**TEXTAUSZUG:**
Gerade in den Corona-bedingten Lockdowns setzen viele von uns verstärkt auf Lieferdienste für Essen oder Lebensmittel. Unsere stete Abhängigkeit von der Versorgung mit Nahrungsmitteln durch andere wurde durch die Krise wieder sehr deutlich.

In Industrieländern ist fast die gesamte Bevölkerung auf die Versorgung mit Lebensmitteln aus Landwirtschaft und Industrie angewiesen. Der Vorteil: Anstatt landwirtschaftlicher Arbeit können sich diese Bevölkerungsgruppen anderen Tätigkeiten widmen. In letzter Zeit beobachten wir zwar wieder verstärkt einen Trend zur (teilweisen) Selbstversorgung im städtischen Raum – das Huhn auf dem Balkon oder Urban Gardening haben wieder Konjunktur –, heutzutage jedoch zum Glück vorwiegend als Ausdruck eines Lebensstils und nicht als Folge allgemeiner Not, wie sie in Europa zuletzt im 19. und 20. Jahrhundert herrschte.

Wie so oft hilft ein Blick zurück in die Menschheitsgeschichte dabei, die aktuellen Trends einzuordnen. Nachdem sich der moderne Mensch gut 200.000 Jahre lang rein auf das Jagen und Sammeln verlassen hatte, um die Ernährung zu sichern, begann vor rund 15.000 bis 10.000 Jahren die "Neolithische Revolution" im Vorderen Orient den Zugang zu Nahrungsressourcen komplett zu verändern. Ackerbau und Viehhaltung sowie die Bevorratung der Nahrungsüberschüsse ermöglichten dauerhafte Sesshaftigkeit und führten zu starkem Bevölkerungswachstum – ein Umbruch, der sich unter anderem schließlich auch nach Mitteleuropa ausbreitete.

Bezahlung mit Metall

In den folgenden Jahrtausenden führten technische Innovationen (Pflug, Rad und Wagen, Einsatz von Rindern als Zugtiere) zu immer besseren Erträgen auf den Feldern, die Produktion von Überschüssen wurde konstanter. Mit der Zeit überwog die Zahl der Menschen, die ernährt werden konnten, die Anzahl der in der Landwirtschaft Arbeitenden. Damit war ein Teil der Arbeitskräfte sozusagen für andere Beschäftigungen "freigestellt" und konnte sich beispielsweise auf Tätigkeiten im Bergbau spezialisieren. Die Alpen mit ihren reichen Kupferlagerstätten stiegen in der Epoche der Bronzezeit (circa 2.300 bis 800 v. Chr.) zu einer der führenden Regionen mit Metallproduktion in Europa auf.

**ÜBUNGSDATEN:**

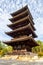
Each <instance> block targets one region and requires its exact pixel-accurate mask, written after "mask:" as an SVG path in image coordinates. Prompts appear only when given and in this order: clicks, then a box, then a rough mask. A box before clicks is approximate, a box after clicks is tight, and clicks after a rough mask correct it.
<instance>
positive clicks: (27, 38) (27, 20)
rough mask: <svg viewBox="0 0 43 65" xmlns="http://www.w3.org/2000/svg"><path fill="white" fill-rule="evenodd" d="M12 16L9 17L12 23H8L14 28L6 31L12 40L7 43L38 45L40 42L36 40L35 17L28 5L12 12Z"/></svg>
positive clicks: (28, 44)
mask: <svg viewBox="0 0 43 65" xmlns="http://www.w3.org/2000/svg"><path fill="white" fill-rule="evenodd" d="M11 16H12V18H11V19H9V20H10V21H11V22H12V23H11V24H9V25H7V26H8V27H10V28H11V29H12V31H10V32H5V33H6V34H7V35H9V36H11V37H12V39H11V40H10V41H6V42H5V43H6V44H8V45H11V46H13V47H14V46H17V45H19V44H22V45H23V44H24V45H26V44H27V45H28V46H30V47H34V46H37V45H38V44H37V43H36V41H35V40H34V38H36V37H37V35H36V34H35V30H36V29H35V27H34V22H33V17H32V15H31V13H30V11H29V9H28V6H27V5H26V6H25V7H23V8H21V9H20V10H18V11H16V12H14V13H12V14H11Z"/></svg>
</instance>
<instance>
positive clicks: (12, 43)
mask: <svg viewBox="0 0 43 65" xmlns="http://www.w3.org/2000/svg"><path fill="white" fill-rule="evenodd" d="M23 41H25V42H26V41H28V43H24V44H28V45H29V46H32V47H34V46H39V44H38V43H37V42H36V41H35V40H34V39H33V38H32V37H29V36H26V37H21V38H14V39H13V40H11V41H6V42H4V43H5V44H8V45H14V44H22V43H20V42H23ZM17 42H18V43H17ZM30 43H31V44H30Z"/></svg>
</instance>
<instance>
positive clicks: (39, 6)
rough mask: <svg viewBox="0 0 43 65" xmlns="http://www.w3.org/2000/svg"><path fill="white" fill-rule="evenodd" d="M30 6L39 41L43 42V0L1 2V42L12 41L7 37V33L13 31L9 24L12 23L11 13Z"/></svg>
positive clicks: (0, 32)
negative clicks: (8, 19)
mask: <svg viewBox="0 0 43 65" xmlns="http://www.w3.org/2000/svg"><path fill="white" fill-rule="evenodd" d="M26 4H27V5H28V7H29V9H30V12H31V14H32V16H33V18H34V23H35V25H34V26H35V28H36V31H35V32H36V34H37V35H38V38H37V40H42V41H43V0H0V40H10V39H11V37H10V36H7V35H6V34H5V32H7V31H11V29H10V28H8V27H7V24H10V23H11V22H10V21H9V20H8V19H9V18H11V15H10V13H12V12H15V11H16V10H18V9H20V8H22V7H23V6H25V5H26Z"/></svg>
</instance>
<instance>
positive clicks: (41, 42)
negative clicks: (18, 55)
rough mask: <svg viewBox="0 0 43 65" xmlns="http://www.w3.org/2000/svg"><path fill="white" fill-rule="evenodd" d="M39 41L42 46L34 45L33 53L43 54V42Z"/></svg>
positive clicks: (38, 40)
mask: <svg viewBox="0 0 43 65" xmlns="http://www.w3.org/2000/svg"><path fill="white" fill-rule="evenodd" d="M37 43H38V44H39V45H40V46H36V47H33V48H32V52H33V53H37V54H38V56H43V42H42V41H40V40H38V41H37Z"/></svg>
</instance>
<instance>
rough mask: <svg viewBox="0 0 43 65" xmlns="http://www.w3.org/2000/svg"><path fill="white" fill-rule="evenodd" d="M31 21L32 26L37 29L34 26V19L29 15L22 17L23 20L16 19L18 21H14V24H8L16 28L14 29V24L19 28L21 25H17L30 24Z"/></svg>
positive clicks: (25, 24) (33, 28) (12, 27)
mask: <svg viewBox="0 0 43 65" xmlns="http://www.w3.org/2000/svg"><path fill="white" fill-rule="evenodd" d="M29 23H30V24H31V26H32V28H33V29H34V30H36V29H35V27H34V26H33V23H32V21H31V20H30V18H29V16H27V17H25V18H23V19H21V20H19V21H16V22H14V23H12V24H9V25H7V26H8V27H10V28H11V29H13V30H14V29H15V27H14V26H16V28H18V27H19V26H18V27H17V25H20V26H22V25H23V24H24V25H26V24H29Z"/></svg>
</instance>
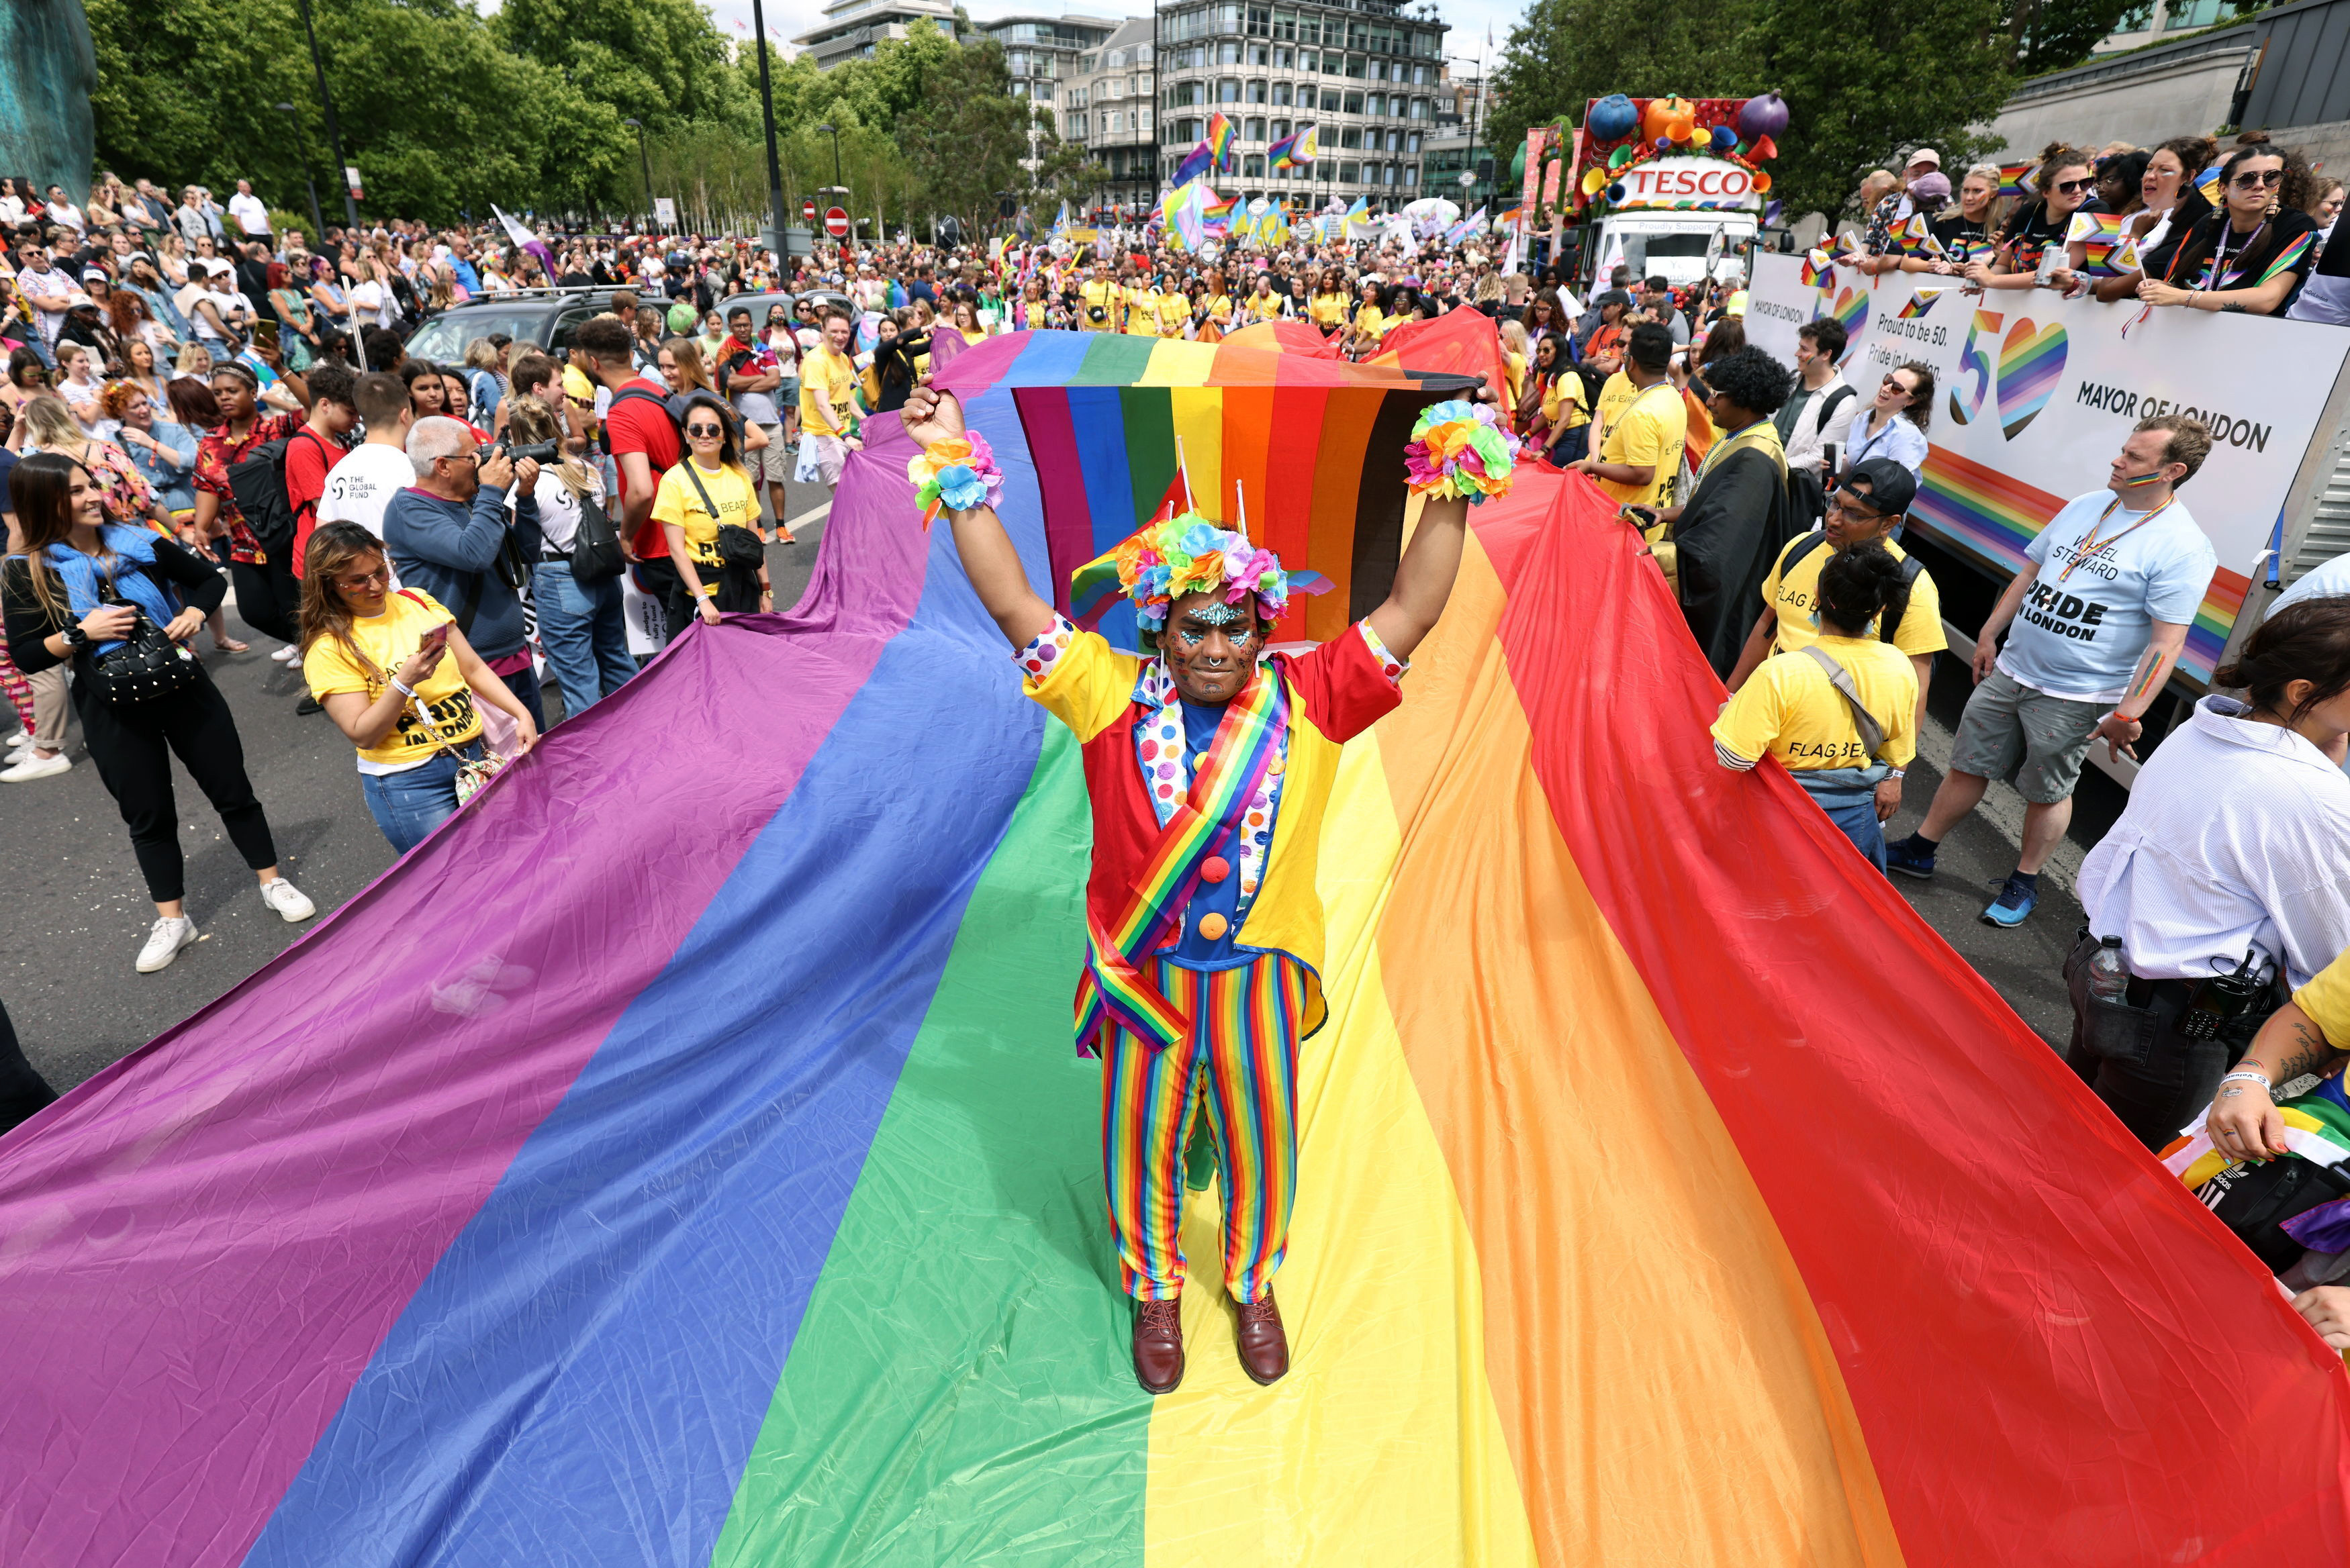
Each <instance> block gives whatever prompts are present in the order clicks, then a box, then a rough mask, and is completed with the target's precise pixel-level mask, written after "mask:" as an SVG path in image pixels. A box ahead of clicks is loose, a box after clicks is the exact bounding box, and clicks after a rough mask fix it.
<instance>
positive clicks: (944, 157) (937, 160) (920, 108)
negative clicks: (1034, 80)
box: [895, 38, 1050, 233]
mask: <svg viewBox="0 0 2350 1568" xmlns="http://www.w3.org/2000/svg"><path fill="white" fill-rule="evenodd" d="M895 132H898V139H900V146H905V155H907V162H909V165H912V172H914V176H917V181H919V183H921V193H924V197H926V200H928V205H931V207H933V209H935V212H938V214H954V216H956V219H961V221H964V226H966V230H968V233H987V228H989V226H992V221H994V214H996V193H999V190H1015V193H1022V195H1025V193H1027V188H1029V172H1027V165H1025V162H1022V160H1027V155H1029V146H1032V143H1041V139H1043V136H1050V125H1048V122H1043V125H1039V118H1036V115H1034V106H1032V103H1029V101H1027V99H1015V96H1011V73H1008V71H1006V68H1003V47H1001V45H999V42H996V40H992V38H989V40H982V42H978V45H968V47H954V54H949V56H945V61H942V63H940V66H938V71H935V73H933V78H931V80H928V82H926V85H924V94H921V103H919V106H917V108H914V110H912V113H907V115H902V118H900V120H898V125H895Z"/></svg>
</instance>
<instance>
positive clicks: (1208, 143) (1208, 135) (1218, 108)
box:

**ÜBUNGSAUFGABEN:**
A - Gib den Abschnitt des Textauszugs von „Bezahlung mit Metall“ bis „in Europa auf.“ wortgetreu wieder.
B - Suche in den Datensätzen jede Zeile, die die Zeichenfolge „positive“ enthält, und schreibe diese Zeilen ab, wobei Groß- und Kleinschreibung zu beachten ist.
Der Textauszug und die Datensätze sind voneinander unabhängiges Material.

**LÖSUNGEN:**
A -
Bezahlung mit Metall

In den folgenden Jahrtausenden führten technische Innovationen (Pflug, Rad und Wagen, Einsatz von Rindern als Zugtiere) zu immer besseren Erträgen auf den Feldern, die Produktion von Überschüssen wurde konstanter. Mit der Zeit überwog die Zahl der Menschen, die ernährt werden konnten, die Anzahl der in der Landwirtschaft Arbeitenden. Damit war ein Teil der Arbeitskräfte sozusagen für andere Beschäftigungen "freigestellt" und konnte sich beispielsweise auf Tätigkeiten im Bergbau spezialisieren. Die Alpen mit ihren reichen Kupferlagerstätten stiegen in der Epoche der Bronzezeit (circa 2.300 bis 800 v. Chr.) zu einer der führenden Regionen mit Metallproduktion in Europa auf.

B -
positive clicks: (27, 38) (27, 20)
positive clicks: (28, 44)
positive clicks: (12, 43)
positive clicks: (39, 6)
positive clicks: (0, 32)
positive clicks: (41, 42)
positive clicks: (38, 40)
positive clicks: (25, 24) (33, 28) (12, 27)
positive clicks: (944, 157) (937, 160) (920, 108)
positive clicks: (1208, 143) (1208, 135) (1218, 108)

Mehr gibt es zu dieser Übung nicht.